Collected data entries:
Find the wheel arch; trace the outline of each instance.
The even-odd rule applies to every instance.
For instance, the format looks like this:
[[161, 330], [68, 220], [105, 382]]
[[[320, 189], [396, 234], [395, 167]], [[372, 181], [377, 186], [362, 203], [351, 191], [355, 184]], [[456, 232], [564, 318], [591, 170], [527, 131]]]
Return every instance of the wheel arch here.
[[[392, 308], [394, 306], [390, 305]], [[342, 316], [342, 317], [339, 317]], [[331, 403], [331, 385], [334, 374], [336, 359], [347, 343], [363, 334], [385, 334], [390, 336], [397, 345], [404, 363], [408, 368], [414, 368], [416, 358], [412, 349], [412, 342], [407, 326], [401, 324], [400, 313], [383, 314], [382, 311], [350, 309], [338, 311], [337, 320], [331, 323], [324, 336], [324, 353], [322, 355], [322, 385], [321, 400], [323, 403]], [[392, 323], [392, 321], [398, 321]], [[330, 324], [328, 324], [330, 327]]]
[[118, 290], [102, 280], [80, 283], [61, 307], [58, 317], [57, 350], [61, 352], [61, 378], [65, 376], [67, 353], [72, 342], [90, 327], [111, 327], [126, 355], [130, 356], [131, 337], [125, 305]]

WHAT YOU NEED TO DO = Your answer must be the lines from the one that contains "170], [527, 131]]]" through the last line of the entries above, copied exactly, with no other lines.

EXERCISE SOLUTION =
[[[320, 189], [396, 234], [395, 167]], [[372, 181], [377, 186], [362, 203], [351, 191], [355, 184]], [[456, 232], [564, 318], [591, 170], [527, 131]]]
Return every instance of the wheel arch here.
[[[392, 308], [394, 306], [390, 305]], [[342, 316], [342, 317], [339, 317]], [[331, 403], [331, 385], [334, 374], [336, 359], [347, 343], [363, 334], [385, 334], [390, 336], [397, 345], [404, 363], [408, 368], [414, 368], [416, 358], [412, 349], [412, 342], [407, 326], [401, 324], [400, 313], [383, 314], [382, 311], [350, 309], [338, 311], [337, 320], [331, 323], [324, 336], [324, 353], [322, 355], [322, 385], [321, 400], [323, 403]], [[392, 323], [392, 321], [398, 321]], [[330, 324], [328, 324], [330, 327]]]
[[118, 290], [102, 280], [80, 283], [61, 307], [58, 317], [57, 350], [61, 352], [61, 378], [65, 376], [67, 353], [72, 342], [90, 327], [111, 327], [126, 355], [130, 356], [131, 337], [125, 305]]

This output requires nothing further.